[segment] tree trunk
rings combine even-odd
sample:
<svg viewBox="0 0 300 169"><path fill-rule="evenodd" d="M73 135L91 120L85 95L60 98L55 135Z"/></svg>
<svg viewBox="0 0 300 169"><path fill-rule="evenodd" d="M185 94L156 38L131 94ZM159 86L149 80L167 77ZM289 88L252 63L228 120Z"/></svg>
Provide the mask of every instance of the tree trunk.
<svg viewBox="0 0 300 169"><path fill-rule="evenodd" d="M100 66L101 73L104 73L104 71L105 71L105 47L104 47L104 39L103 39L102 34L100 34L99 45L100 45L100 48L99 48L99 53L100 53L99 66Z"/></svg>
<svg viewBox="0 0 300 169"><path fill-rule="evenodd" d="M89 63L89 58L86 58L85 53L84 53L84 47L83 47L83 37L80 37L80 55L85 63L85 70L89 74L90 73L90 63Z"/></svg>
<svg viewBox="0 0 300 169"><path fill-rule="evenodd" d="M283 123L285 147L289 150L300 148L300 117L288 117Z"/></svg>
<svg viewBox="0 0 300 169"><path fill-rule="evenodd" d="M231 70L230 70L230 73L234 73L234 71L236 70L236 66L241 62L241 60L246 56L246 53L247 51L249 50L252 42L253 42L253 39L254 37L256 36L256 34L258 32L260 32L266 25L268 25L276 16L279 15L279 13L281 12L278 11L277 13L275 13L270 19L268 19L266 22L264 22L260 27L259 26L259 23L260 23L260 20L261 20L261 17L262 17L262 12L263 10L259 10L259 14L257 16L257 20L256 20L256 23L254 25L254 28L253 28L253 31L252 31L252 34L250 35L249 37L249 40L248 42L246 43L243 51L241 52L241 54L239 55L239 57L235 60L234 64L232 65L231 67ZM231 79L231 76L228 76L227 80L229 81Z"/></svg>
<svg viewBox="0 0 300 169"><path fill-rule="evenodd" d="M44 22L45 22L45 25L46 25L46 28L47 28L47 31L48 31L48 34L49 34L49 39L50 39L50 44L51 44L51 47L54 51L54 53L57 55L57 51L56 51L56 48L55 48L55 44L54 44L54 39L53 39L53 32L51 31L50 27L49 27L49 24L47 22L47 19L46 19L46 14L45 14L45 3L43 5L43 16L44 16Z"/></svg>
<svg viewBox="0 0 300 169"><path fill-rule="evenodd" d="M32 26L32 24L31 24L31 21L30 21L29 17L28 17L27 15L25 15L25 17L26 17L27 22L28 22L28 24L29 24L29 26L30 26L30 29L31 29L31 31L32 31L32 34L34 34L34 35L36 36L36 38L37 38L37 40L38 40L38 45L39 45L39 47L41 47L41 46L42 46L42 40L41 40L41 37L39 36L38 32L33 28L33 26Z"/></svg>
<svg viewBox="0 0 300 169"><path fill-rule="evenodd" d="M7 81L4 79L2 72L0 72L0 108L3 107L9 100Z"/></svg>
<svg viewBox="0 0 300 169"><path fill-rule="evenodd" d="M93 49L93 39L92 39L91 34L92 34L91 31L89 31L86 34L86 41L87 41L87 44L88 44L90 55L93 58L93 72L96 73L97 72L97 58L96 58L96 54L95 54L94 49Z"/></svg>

Goal: Update the rows above by changing every "tree trunk" to "tree stump", keeping all other text the same.

Full response:
[segment] tree stump
rings combine even-odd
sample:
<svg viewBox="0 0 300 169"><path fill-rule="evenodd" d="M73 135L91 120L85 95L60 98L55 135Z"/></svg>
<svg viewBox="0 0 300 169"><path fill-rule="evenodd" d="M185 94L156 38L131 94ZM159 86L149 80L167 77ZM289 88L252 63L228 120Z"/></svg>
Provide the mask of every instance of the tree stump.
<svg viewBox="0 0 300 169"><path fill-rule="evenodd" d="M100 66L101 73L104 73L104 71L105 71L105 47L104 47L104 39L103 39L102 34L100 34L99 45L100 45L100 48L99 48L99 53L100 53L99 66Z"/></svg>
<svg viewBox="0 0 300 169"><path fill-rule="evenodd" d="M89 63L89 58L86 58L85 53L84 53L84 47L83 47L83 37L80 37L80 55L85 63L85 70L89 74L90 73L90 63Z"/></svg>
<svg viewBox="0 0 300 169"><path fill-rule="evenodd" d="M283 123L285 147L289 150L300 148L300 117L288 117Z"/></svg>
<svg viewBox="0 0 300 169"><path fill-rule="evenodd" d="M231 70L230 70L230 73L234 73L234 71L236 70L236 66L241 62L241 60L246 56L246 53L247 51L249 50L252 42L253 42L253 39L254 37L256 36L256 34L258 32L260 32L266 25L268 25L276 16L279 15L279 13L281 12L278 11L277 13L275 13L270 19L268 19L266 22L264 22L260 27L259 26L259 23L260 23L260 20L261 20L261 17L262 17L262 12L263 10L259 10L259 14L257 16L257 20L256 20L256 23L254 25L254 28L253 28L253 31L252 31L252 34L250 35L249 37L249 40L248 42L246 43L243 51L241 52L241 54L239 55L239 57L235 60L234 64L232 65L231 67ZM231 79L231 76L228 76L227 80L229 81Z"/></svg>
<svg viewBox="0 0 300 169"><path fill-rule="evenodd" d="M44 22L45 22L45 25L46 25L46 28L47 28L47 31L48 31L48 34L49 34L49 39L50 39L50 44L51 44L51 47L54 51L54 53L57 55L57 51L56 51L56 48L55 48L55 44L54 44L54 39L53 39L53 32L51 31L50 27L49 27L49 24L47 22L47 19L46 19L46 14L45 14L45 3L43 5L43 16L44 16Z"/></svg>
<svg viewBox="0 0 300 169"><path fill-rule="evenodd" d="M32 26L32 24L31 24L31 21L30 21L29 17L28 17L27 15L25 15L25 17L26 17L27 22L28 22L28 24L29 24L29 26L30 26L30 29L31 29L31 31L32 31L32 34L34 34L34 35L36 36L36 38L37 38L37 40L38 40L38 45L39 45L39 47L41 47L41 46L42 46L42 40L41 40L41 37L39 36L38 32L33 28L33 26Z"/></svg>
<svg viewBox="0 0 300 169"><path fill-rule="evenodd" d="M7 81L4 79L2 72L0 72L0 108L3 107L9 100Z"/></svg>
<svg viewBox="0 0 300 169"><path fill-rule="evenodd" d="M93 49L93 39L92 39L91 34L92 34L91 31L89 31L86 34L86 41L87 41L87 44L88 44L90 55L93 58L93 72L96 73L97 72L97 58L96 58L96 54L95 54L94 49Z"/></svg>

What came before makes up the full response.